----- Article -----

TypeError: this.pastRecords is undefined

Check-green.svg Done

Bonjour, tout le monde.

Quand j’essaye de sélectionner des mots à enregistrer à partir d’une catégorie du Wiktionnaire français en excluant les termes déjà enregistrés, je reçois une erreur TypeError: this.pastRecords is undefined. Décocher l’option éliminant les termes déjà enregistrés résout le problème, mais je n’ai pas vraiment envie de réenregistrer des mots déjà traités. Ça sent le bug ; quelqu’un pourrait corriger ?

LoquaxFR (talk) 08:59, 12 May 2020 (UTC)

Bonjour,
Je vais regarder ça, mais pas sur d'avoir le temps de corriger ça rapidement car je prépare le déploiement de la nouvelle grosse version de Lingua Libre et du RecordWizard actuellement (je pense début de semaine prochaine environ). En attendant celle-ci (qui n'a pas ce bug), tu peux désélectionner l'option dans le générateur, et retirer les mots une fois dans la liste principale en cliquant sur le bouton Retirer les mots déjà enregistré.
Désolé pour le problème :/.
Cordialement — 0x010C ~talk~ 12:44, 12 May 2020 (UTC)
Ben, je viens de retenter, et ça marche, même sans utiliser ton contournement. Tant mieux. Merci du tuyau, en tout cas, et bon courage !
LoquaxFR (talk) 13:35, 12 May 2020 (UTC)

Wikidata

Hello, step by step we are spreading Lingua Libre among the community in Wikimedia Spain and two questions have arisen; on the one hand, would it be possible for a bot to automatically add the audios from Wikidata to the different Wiktionaries? On the other hand, can different accents from the same language be added to the audio statement in Wikidata?. Thanks. Rodelar (talk) 12:09, 22 May 2020 (UTC)

Hello Rodelar, thanks for adding Spanish pronunciations.
About Wikidata, I added your request on this Phabricator ticket in order to remember it.
To add audio pronunctions to the Wiktionary pages, there are at least two options
  1. the current method is to write a bot that add them. We code is available here. Lingua Libre Bot is already running for fr and oc Wiktionaries. You can have a look to the code about oc Wiktionary and try to adapt it for eswiktionary. If so, you can send a pull request to be added in the Lingua Libre Bot code. Then, the bot will add the new audio pronunciations (in any language) on the Spanish Wiktionary. It has to be done one by one by for each Wiktionary because the page structure is different from one Wiktionary version to another. And here comes the second "solution".
  2. the other method is to get the pronunciation data (and other data) directly from Wikidata and to display them in the Spanish Wiktionary. Wikipedia already does that (with the infobox for example). This requires that the access to the lexicographical data be enabled. The T212843 ticket follows progress on that but it is currently not yet possible to access them.
Cheers Pamputt (talk) 06:29, 23 May 2020 (UTC)

Compilation de textes

Check-green.svg Done

Bonjour,

Y a-t-il un outil qui permet de soumettre un texte, et il compilera automatiquement les enregistrements de mots ?

----- Lignes de données -----

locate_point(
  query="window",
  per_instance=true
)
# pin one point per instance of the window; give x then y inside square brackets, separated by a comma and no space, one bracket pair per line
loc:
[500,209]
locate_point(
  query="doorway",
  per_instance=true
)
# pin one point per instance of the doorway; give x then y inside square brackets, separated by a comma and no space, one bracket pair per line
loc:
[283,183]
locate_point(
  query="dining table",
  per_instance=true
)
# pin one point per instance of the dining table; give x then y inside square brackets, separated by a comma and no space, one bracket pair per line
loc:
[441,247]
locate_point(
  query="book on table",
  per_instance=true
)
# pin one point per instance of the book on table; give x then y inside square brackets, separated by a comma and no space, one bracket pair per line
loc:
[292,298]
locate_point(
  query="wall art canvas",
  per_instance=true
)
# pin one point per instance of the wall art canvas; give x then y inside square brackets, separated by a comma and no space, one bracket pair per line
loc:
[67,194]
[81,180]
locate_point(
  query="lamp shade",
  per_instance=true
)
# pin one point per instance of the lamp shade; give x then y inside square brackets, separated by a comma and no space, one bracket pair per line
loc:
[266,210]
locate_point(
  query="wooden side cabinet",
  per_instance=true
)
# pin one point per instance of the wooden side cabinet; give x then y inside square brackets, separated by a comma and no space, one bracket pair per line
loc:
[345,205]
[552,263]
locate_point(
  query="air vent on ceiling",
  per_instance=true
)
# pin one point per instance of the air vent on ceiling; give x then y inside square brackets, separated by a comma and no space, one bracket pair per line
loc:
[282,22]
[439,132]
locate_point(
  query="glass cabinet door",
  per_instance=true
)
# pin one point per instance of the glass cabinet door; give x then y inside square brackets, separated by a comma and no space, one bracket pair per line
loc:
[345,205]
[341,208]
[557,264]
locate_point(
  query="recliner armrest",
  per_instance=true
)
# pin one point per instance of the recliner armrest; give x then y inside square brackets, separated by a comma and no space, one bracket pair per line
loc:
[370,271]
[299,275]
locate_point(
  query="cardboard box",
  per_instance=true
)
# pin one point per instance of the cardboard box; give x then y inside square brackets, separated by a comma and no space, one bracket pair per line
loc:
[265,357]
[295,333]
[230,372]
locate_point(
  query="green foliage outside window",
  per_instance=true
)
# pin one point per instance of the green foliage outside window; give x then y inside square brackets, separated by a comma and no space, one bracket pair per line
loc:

-----

### Consigne détaillée
Reproduisez fidèlement le passage de l'article allant de « LoquaxFR (talk) 08:59, 12 » jusqu'à « 12:44, 12 May 2020 (UTC) ». Les enregistrements n'ont aucun lien avec l'article.

### Résultat final
LoquaxFR (talk) 08:59, 12 May 2020 (UTC)

Bonjour,
Je vais regarder ça, mais pas sur d'avoir le temps de corriger ça rapidement car je prépare le déploiement de la nouvelle grosse version de Lingua Libre et du RecordWizard actuellement (je pense début de semaine prochaine environ). En attendant celle-ci (qui n'a pas ce bug), tu peux désélectionner l'option dans le générateur, et retirer les mots une fois dans la liste principale en cliquant sur le bouton Retirer les mots déjà enregistré.
Désolé pour le problème :/.
Cordialement — 0x010C ~talk~ 12:44, 12 May 2020 (UTC)